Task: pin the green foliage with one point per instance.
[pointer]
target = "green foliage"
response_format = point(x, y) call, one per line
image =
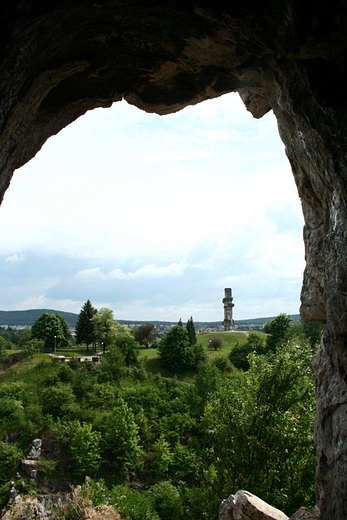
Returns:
point(84, 329)
point(239, 354)
point(200, 355)
point(113, 364)
point(85, 449)
point(278, 330)
point(260, 430)
point(12, 398)
point(58, 400)
point(10, 457)
point(145, 334)
point(102, 395)
point(33, 346)
point(166, 500)
point(105, 327)
point(313, 332)
point(191, 331)
point(175, 352)
point(207, 382)
point(46, 467)
point(4, 345)
point(121, 438)
point(215, 342)
point(209, 438)
point(53, 330)
point(126, 344)
point(130, 503)
point(161, 456)
point(222, 363)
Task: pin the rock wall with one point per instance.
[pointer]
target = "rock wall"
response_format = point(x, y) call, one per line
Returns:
point(59, 59)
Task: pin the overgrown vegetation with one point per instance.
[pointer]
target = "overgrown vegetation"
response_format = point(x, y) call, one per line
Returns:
point(171, 442)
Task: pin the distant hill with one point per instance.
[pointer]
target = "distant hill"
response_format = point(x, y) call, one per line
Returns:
point(28, 318)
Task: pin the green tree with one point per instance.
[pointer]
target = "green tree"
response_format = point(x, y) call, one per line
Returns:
point(121, 438)
point(128, 346)
point(166, 500)
point(58, 400)
point(4, 345)
point(145, 334)
point(278, 330)
point(215, 342)
point(85, 449)
point(267, 418)
point(33, 346)
point(175, 352)
point(240, 352)
point(84, 326)
point(191, 331)
point(53, 330)
point(105, 327)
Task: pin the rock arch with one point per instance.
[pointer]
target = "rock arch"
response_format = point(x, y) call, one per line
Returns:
point(60, 58)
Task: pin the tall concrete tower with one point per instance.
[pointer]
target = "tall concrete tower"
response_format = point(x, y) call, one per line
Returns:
point(228, 310)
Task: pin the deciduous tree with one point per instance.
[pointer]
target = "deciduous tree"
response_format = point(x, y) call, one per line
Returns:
point(84, 326)
point(104, 327)
point(175, 352)
point(278, 330)
point(191, 331)
point(53, 330)
point(145, 334)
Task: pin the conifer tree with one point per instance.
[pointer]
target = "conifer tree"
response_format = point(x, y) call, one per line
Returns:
point(191, 331)
point(84, 327)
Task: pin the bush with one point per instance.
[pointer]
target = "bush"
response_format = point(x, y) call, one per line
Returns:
point(222, 363)
point(57, 400)
point(175, 352)
point(239, 354)
point(166, 500)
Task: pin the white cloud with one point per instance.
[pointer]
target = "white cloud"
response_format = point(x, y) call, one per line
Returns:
point(132, 209)
point(14, 259)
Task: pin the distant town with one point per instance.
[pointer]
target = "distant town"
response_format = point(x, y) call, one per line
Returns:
point(26, 318)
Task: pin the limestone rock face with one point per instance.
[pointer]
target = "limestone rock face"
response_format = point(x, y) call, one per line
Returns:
point(59, 59)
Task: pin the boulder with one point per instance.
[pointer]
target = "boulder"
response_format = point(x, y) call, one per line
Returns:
point(245, 506)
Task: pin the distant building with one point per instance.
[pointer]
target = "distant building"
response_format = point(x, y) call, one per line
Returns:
point(228, 322)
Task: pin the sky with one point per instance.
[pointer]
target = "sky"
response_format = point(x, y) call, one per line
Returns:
point(153, 216)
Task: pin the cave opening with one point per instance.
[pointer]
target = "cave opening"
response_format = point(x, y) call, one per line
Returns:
point(154, 215)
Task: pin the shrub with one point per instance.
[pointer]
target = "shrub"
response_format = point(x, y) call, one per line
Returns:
point(166, 500)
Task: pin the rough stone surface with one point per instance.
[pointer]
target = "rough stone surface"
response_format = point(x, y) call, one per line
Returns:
point(306, 514)
point(245, 506)
point(59, 59)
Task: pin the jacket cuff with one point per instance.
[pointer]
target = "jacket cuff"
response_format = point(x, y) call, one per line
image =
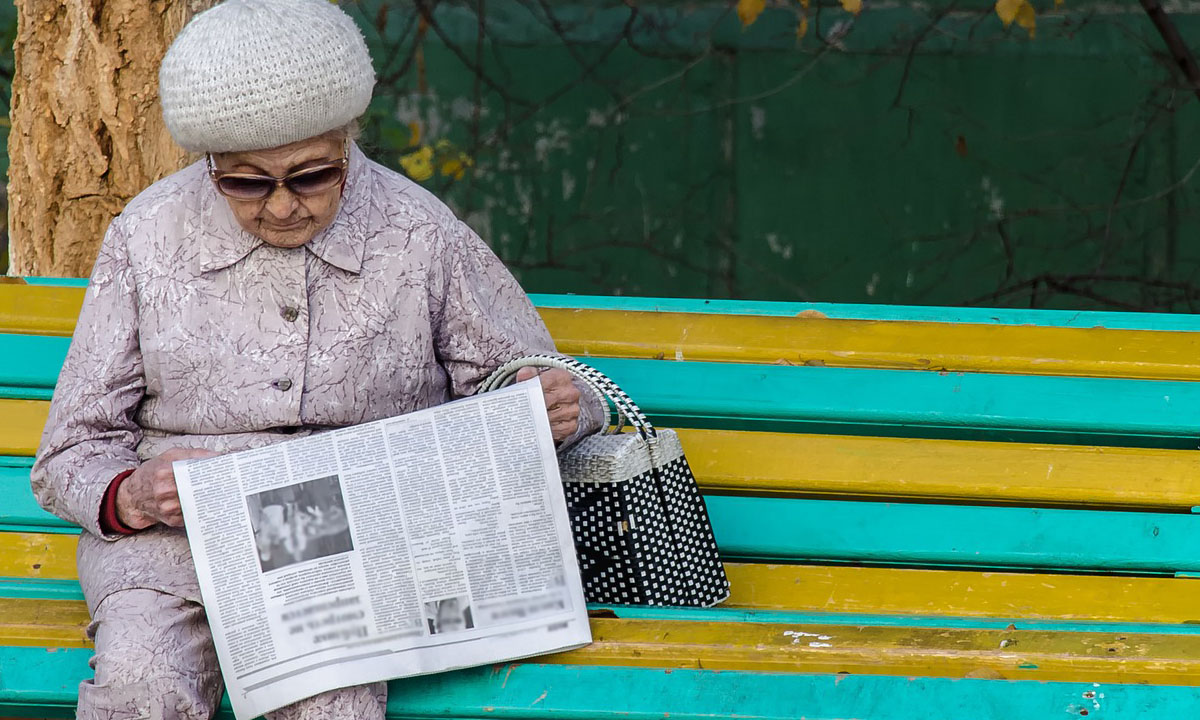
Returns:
point(109, 520)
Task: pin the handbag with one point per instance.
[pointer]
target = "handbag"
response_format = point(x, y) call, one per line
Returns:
point(640, 525)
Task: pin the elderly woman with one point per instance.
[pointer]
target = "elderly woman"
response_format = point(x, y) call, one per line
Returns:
point(281, 286)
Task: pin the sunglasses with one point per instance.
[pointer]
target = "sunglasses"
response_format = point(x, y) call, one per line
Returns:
point(306, 183)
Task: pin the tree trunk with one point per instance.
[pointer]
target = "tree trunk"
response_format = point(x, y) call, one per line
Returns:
point(87, 129)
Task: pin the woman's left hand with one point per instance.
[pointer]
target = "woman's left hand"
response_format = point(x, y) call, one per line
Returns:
point(562, 400)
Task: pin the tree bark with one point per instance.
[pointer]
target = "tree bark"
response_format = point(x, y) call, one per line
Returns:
point(87, 127)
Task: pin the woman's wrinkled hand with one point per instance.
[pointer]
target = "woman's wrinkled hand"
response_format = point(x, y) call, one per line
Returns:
point(149, 496)
point(562, 400)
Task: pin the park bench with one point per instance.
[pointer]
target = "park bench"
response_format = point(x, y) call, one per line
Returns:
point(925, 513)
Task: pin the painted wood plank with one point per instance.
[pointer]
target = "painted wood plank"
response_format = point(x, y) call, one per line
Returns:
point(43, 623)
point(31, 360)
point(952, 471)
point(1021, 349)
point(42, 565)
point(889, 402)
point(33, 679)
point(778, 529)
point(916, 313)
point(783, 529)
point(21, 425)
point(1015, 473)
point(39, 310)
point(19, 509)
point(958, 593)
point(946, 652)
point(37, 556)
point(967, 347)
point(1115, 657)
point(1001, 316)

---

* **What to work on**
Give back the whole listing exactly as it stands. Drop every picture.

* **Result for this task**
Task: pin the green foliage with one point per instance.
[pointer]
target = "green foliage"
response_format = point(x, y) call, one per line
image =
Returns:
point(84, 329)
point(239, 354)
point(200, 355)
point(113, 364)
point(85, 449)
point(278, 330)
point(260, 430)
point(12, 398)
point(58, 400)
point(10, 457)
point(145, 334)
point(102, 395)
point(33, 346)
point(166, 500)
point(105, 327)
point(313, 332)
point(191, 331)
point(175, 352)
point(207, 382)
point(46, 467)
point(4, 345)
point(121, 438)
point(215, 342)
point(209, 438)
point(53, 330)
point(126, 344)
point(130, 503)
point(161, 456)
point(222, 363)
Task: pin the rock wall with one point per instance.
[pointer]
target = "rock wall"
response_format = point(x, y) call, one per line
Returns:
point(59, 59)
Task: pin the overgrown vegetation with one point per instance.
[pointer]
target = "overgrown vegetation"
response_format = point(x, y) call, one per line
Returns:
point(171, 442)
Task: pin the distant hill with one point per instance.
[pointer]
target = "distant hill"
response_format = point(x, y) call, one per line
Returns:
point(28, 318)
Task: pin the green tree with one point per instance.
[pointer]
target = "green tree"
response_format = point(x, y) call, one per line
Returns:
point(121, 438)
point(128, 346)
point(166, 500)
point(58, 400)
point(4, 345)
point(145, 334)
point(278, 330)
point(215, 342)
point(85, 449)
point(267, 418)
point(33, 346)
point(175, 352)
point(240, 352)
point(84, 326)
point(191, 331)
point(53, 330)
point(105, 327)
Task: pin the rock arch with one point per instance.
[pointer]
target = "rock arch"
response_format = point(x, y) call, one per line
Returns:
point(60, 58)
Task: pin the tall concrete tower with one point per instance.
[pointer]
target = "tall concrete tower"
response_format = point(x, y) call, one per line
Returns:
point(228, 310)
Task: pin the deciduous tree with one point per instance.
[pointer]
target = "deciduous tree"
response_format = point(x, y) call, one per line
Returns:
point(84, 326)
point(104, 327)
point(175, 352)
point(278, 330)
point(191, 331)
point(53, 330)
point(145, 334)
Task: pin the conifer tree with one point per instance.
[pointer]
target = "conifer tree"
response_format = point(x, y) call, one per line
Returns:
point(191, 331)
point(84, 327)
Task: pin the bush with one point per instance.
[pointer]
target = "bush"
response_format = point(x, y) call, one per line
Returns:
point(222, 363)
point(57, 400)
point(175, 352)
point(239, 354)
point(166, 500)
Task: pin the white cloud with one point per instance.
[pointer]
target = "white cloud"
response_format = point(x, y) call, one per line
Returns:
point(132, 209)
point(14, 259)
Task: pin the distant town with one point per instance.
[pointer]
target = "distant town"
response_format = point(x, y) call, one per line
Returns:
point(26, 318)
Task: pin the limestone rock face with one point per instance.
[pointer]
target = "limestone rock face"
response_format = point(x, y) call, one per line
Returns:
point(59, 59)
Task: pin the boulder with one point per instance.
[pointer]
target = "boulder"
response_format = point(x, y) call, one per line
Returns:
point(245, 506)
Task: pin the distant building with one point per instance.
[pointer]
target = "distant building"
response_format = point(x, y) call, one per line
Returns:
point(228, 322)
Task: pin the sky with one point per instance.
[pointer]
target = "sky"
response_format = point(x, y) call, one per line
Returns:
point(153, 216)
Task: pin the cave opening with one point per instance.
[pointer]
target = "cave opening"
response_format = point(x, y) call, one per line
Returns:
point(154, 215)
Task: pin the shrub with one point per instance.
[pointer]
target = "shrub"
response_format = point(x, y) call, one per line
Returns:
point(166, 500)
Task: pin the rough stone surface with one point per instance.
[pointer]
target = "rough stone surface"
response_format = point(x, y) call, one per line
Returns:
point(306, 514)
point(245, 506)
point(59, 59)
Task: pin the jacket cuff with one point per instance.
[pointer]
target = "jacket cuff"
response_format = point(x, y) call, one per line
image =
Returns:
point(109, 520)
Task: pin the handbag with one point per instance.
[pointer]
target = "handbag"
response_format = point(x, y) call, one per line
Returns:
point(640, 525)
Task: pin the elderly woman with one point per instance.
[pointer]
target = "elderly woman"
response_format = point(x, y) call, one per line
Returns:
point(281, 286)
Task: pin the sunglasses with one point per instance.
[pointer]
target = "sunglasses"
response_format = point(x, y) call, one per line
Returns:
point(306, 183)
Task: pin the tree trunk with one point per instance.
[pointer]
target = "tree trunk"
response_format = point(x, y) call, one per line
Returns:
point(87, 129)
Task: pin the woman's left hand with one point per instance.
[pointer]
target = "woman's left hand"
response_format = point(x, y) call, one per line
Returns:
point(562, 400)
Task: pin the tree bark with one point per instance.
[pointer]
target = "tree bark"
response_format = point(x, y) call, one per line
Returns:
point(87, 127)
Task: pin the woman's wrinkled hand with one point per instance.
[pointer]
target = "woman's wrinkled hand"
response_format = point(x, y) call, one per line
Returns:
point(149, 496)
point(562, 400)
Task: pin the park bench with one point per instance.
[pointer]
target = "park bench"
response_format = point(x, y) call, one per line
Returns:
point(925, 513)
Task: pin the painted wood plank with one point per instance.
[pointer]
target = "painted wood plank"
response_format = point(x, y) call, one per line
Returns:
point(43, 623)
point(31, 360)
point(952, 471)
point(1021, 349)
point(42, 565)
point(889, 402)
point(33, 679)
point(778, 529)
point(916, 313)
point(783, 529)
point(21, 425)
point(1015, 473)
point(39, 310)
point(19, 509)
point(958, 593)
point(946, 652)
point(37, 556)
point(967, 347)
point(1115, 657)
point(1001, 316)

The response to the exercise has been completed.